Start of Data to use
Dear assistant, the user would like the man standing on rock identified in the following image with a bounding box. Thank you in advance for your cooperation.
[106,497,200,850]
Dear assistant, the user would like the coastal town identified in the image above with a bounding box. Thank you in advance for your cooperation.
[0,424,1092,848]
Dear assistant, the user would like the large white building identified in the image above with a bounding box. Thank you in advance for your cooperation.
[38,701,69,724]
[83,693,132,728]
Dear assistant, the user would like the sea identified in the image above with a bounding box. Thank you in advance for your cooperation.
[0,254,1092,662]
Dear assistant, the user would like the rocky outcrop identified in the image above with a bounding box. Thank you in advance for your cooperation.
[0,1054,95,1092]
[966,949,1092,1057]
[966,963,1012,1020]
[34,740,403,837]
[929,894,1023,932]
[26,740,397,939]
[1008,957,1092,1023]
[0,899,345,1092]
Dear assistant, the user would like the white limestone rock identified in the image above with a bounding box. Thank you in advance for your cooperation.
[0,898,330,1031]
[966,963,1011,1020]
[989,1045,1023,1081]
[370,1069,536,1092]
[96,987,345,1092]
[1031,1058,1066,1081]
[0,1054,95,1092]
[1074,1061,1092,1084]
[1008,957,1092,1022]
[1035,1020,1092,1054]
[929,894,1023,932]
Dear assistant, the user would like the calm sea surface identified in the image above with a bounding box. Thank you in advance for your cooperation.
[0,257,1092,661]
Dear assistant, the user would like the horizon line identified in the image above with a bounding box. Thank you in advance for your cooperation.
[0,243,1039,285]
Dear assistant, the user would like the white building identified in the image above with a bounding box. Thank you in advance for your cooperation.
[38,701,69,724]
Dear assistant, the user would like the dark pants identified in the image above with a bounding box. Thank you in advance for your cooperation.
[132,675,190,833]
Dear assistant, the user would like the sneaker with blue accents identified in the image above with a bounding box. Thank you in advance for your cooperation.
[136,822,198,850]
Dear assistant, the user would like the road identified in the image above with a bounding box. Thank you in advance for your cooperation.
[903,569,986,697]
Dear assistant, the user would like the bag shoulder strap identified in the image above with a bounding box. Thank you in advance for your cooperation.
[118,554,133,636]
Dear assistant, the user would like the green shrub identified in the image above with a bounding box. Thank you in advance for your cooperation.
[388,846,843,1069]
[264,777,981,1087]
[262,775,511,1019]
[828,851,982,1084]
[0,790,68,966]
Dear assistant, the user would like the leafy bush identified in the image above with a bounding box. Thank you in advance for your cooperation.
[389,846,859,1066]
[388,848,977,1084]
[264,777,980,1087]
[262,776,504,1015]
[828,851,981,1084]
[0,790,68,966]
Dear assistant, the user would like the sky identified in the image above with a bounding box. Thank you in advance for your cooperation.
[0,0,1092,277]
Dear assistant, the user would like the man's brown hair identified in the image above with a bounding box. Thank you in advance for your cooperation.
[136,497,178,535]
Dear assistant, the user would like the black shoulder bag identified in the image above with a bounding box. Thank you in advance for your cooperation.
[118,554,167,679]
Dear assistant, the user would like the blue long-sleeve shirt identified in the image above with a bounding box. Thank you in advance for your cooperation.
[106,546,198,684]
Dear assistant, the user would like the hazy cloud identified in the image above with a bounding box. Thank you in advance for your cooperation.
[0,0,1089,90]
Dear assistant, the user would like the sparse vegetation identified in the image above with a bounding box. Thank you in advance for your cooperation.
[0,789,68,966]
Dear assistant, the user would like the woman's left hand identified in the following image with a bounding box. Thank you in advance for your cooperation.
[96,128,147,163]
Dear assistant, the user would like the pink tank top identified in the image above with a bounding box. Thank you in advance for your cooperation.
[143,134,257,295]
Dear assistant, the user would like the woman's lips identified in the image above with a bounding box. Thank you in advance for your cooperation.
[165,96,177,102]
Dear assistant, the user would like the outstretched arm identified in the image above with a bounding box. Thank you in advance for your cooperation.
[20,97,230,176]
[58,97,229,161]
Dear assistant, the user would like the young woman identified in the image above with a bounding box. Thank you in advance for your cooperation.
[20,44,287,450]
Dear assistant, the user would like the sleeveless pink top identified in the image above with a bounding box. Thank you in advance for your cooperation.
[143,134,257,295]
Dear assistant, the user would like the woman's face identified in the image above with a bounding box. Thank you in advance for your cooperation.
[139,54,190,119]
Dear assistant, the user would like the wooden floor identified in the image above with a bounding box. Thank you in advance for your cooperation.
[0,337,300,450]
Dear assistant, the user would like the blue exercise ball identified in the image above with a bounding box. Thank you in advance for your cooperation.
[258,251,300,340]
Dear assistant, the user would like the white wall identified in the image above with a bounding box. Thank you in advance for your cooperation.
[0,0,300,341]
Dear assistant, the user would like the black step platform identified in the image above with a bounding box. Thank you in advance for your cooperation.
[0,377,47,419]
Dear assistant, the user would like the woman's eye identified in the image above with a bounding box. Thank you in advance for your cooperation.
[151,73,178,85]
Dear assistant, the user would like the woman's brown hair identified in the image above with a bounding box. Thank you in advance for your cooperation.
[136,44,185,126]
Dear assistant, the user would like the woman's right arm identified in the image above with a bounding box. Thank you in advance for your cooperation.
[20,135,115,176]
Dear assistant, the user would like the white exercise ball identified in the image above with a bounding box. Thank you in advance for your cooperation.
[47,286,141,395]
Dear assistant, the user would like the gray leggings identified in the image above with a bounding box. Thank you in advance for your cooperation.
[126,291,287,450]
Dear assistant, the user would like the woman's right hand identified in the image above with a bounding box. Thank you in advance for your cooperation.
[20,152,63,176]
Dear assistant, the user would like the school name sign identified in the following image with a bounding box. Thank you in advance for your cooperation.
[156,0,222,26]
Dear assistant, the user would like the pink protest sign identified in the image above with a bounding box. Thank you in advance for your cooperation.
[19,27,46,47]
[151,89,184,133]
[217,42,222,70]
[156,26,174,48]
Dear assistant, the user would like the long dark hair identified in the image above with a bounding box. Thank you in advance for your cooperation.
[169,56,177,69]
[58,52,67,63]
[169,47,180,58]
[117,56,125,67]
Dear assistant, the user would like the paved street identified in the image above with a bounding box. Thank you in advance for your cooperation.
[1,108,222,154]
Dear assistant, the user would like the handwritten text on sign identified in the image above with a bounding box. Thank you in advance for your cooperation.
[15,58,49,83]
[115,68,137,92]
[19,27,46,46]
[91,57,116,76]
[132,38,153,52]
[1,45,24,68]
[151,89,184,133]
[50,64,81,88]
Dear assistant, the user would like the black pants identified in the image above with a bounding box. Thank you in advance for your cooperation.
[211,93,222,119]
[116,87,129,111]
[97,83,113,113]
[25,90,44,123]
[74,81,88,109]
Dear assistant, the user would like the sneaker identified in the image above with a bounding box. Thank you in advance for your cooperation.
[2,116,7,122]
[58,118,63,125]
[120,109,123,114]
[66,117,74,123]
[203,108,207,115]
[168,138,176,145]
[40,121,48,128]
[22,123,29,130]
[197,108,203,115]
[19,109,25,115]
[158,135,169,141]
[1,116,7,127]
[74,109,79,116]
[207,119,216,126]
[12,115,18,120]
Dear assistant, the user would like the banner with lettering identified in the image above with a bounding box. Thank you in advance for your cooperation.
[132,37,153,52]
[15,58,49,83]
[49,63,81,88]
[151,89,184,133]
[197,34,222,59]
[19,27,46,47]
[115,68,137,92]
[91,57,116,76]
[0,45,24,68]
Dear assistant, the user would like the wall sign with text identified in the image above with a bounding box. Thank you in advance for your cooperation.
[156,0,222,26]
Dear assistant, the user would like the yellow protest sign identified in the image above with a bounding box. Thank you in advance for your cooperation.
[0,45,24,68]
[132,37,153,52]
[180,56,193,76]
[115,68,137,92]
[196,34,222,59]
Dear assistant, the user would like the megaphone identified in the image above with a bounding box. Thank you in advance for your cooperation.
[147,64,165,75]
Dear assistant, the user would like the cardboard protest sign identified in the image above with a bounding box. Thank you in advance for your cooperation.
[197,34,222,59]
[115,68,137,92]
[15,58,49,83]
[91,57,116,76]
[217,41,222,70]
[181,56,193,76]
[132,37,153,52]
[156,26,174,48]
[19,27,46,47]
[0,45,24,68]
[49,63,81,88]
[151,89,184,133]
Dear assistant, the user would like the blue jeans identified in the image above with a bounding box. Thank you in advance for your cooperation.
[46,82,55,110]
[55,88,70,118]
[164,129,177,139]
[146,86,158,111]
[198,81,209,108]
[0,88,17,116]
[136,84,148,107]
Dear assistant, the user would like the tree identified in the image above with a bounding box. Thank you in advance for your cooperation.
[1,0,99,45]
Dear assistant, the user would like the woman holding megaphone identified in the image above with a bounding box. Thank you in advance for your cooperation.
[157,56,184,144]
End of Data to use
> Aim
Copy out, word for word, the data starting with the line containing "Dear assistant, the user would like the woman holding" and going on through the last line of the data.

> Task answer
Dear assistant, the user would like the woman holding megaphone identified in the image above with a bounding box. Thank you in advance for your cooperation.
[157,56,184,144]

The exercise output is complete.